#### Data listing:
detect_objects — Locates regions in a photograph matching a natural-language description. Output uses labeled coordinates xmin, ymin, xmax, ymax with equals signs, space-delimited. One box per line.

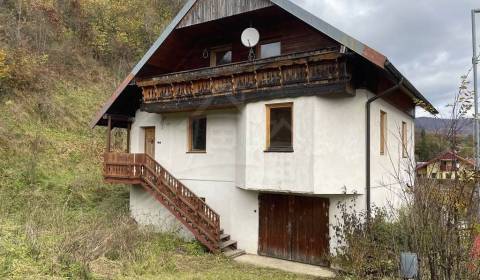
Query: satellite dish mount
xmin=242 ymin=27 xmax=260 ymax=60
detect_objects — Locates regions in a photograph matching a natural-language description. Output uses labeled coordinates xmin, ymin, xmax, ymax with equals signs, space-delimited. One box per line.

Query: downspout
xmin=365 ymin=78 xmax=403 ymax=223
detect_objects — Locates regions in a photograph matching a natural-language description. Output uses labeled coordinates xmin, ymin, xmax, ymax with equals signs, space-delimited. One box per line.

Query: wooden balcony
xmin=137 ymin=50 xmax=352 ymax=112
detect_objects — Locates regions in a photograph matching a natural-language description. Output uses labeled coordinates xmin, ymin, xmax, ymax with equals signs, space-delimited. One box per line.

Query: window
xmin=188 ymin=117 xmax=207 ymax=152
xmin=267 ymin=103 xmax=293 ymax=152
xmin=380 ymin=111 xmax=387 ymax=155
xmin=210 ymin=47 xmax=232 ymax=67
xmin=260 ymin=42 xmax=282 ymax=58
xmin=402 ymin=122 xmax=408 ymax=158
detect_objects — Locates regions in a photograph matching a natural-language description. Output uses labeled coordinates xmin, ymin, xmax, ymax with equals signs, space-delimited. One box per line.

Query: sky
xmin=293 ymin=0 xmax=480 ymax=117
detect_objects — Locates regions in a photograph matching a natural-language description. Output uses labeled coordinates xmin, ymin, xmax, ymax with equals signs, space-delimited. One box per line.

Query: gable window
xmin=210 ymin=47 xmax=232 ymax=67
xmin=188 ymin=117 xmax=207 ymax=152
xmin=380 ymin=111 xmax=387 ymax=155
xmin=402 ymin=122 xmax=408 ymax=158
xmin=259 ymin=42 xmax=282 ymax=58
xmin=267 ymin=103 xmax=293 ymax=152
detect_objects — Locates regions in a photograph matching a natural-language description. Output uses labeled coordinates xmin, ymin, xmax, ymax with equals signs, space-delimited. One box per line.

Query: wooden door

#### Aim:
Output all of the material above verbatim, line for line, omitting the images.

#### Output of the exercise:
detect_objects — Locates regions in a photograph matching a natural-language description. Output uses labeled coordinates xmin, ymin, xmax, ymax with equals signs, space-delimited. One box per line.

Query: satellite dish mount
xmin=242 ymin=27 xmax=260 ymax=60
detect_objects — Locates regions in a photograph matching a natural-language description. Output uses labeled coordinates xmin, ymin, xmax, ymax with equals signs, space-delimited. One box per line.

Query: downspout
xmin=365 ymin=78 xmax=403 ymax=223
detect_objects — Locates regions in a photograph matching a natural-language description. Output uses labeled coordinates xmin, ymin, xmax, ymax with equals signs, space-delimited. One box per line.

Query: wooden balcony
xmin=137 ymin=50 xmax=352 ymax=112
detect_objects — Locates regions in a photograph matching a natural-language description. Output uses labeled coordinates xmin, ymin, xmax, ymax with equals signs, space-delimited. One box per line.

Query: window
xmin=188 ymin=117 xmax=207 ymax=152
xmin=267 ymin=103 xmax=293 ymax=152
xmin=380 ymin=111 xmax=387 ymax=155
xmin=210 ymin=47 xmax=232 ymax=67
xmin=260 ymin=42 xmax=282 ymax=58
xmin=402 ymin=122 xmax=408 ymax=158
detect_objects — Locates regions in a photograph matching a natural-language description. Output uses labeled coordinates xmin, ymin, xmax, ymax with equals signs, space-delimited. One box per line.

Query: sky
xmin=293 ymin=0 xmax=480 ymax=117
detect_objects — Locates regions in a photograph matching a natural-language description. Output uses labeled coordinates xmin, ymin, xmax, ymax with equals signs, space-delimited. One box per line.

Query: gable window
xmin=210 ymin=47 xmax=232 ymax=67
xmin=188 ymin=117 xmax=207 ymax=152
xmin=380 ymin=111 xmax=387 ymax=155
xmin=402 ymin=122 xmax=408 ymax=158
xmin=259 ymin=42 xmax=282 ymax=58
xmin=267 ymin=103 xmax=293 ymax=152
detect_objects — Locates regions in a photograph matching a natural-language description. Output uses labeled coordinates xmin, ymin, xmax, ymax with equals signs, space-delimited. One box per line.

Query: wooden door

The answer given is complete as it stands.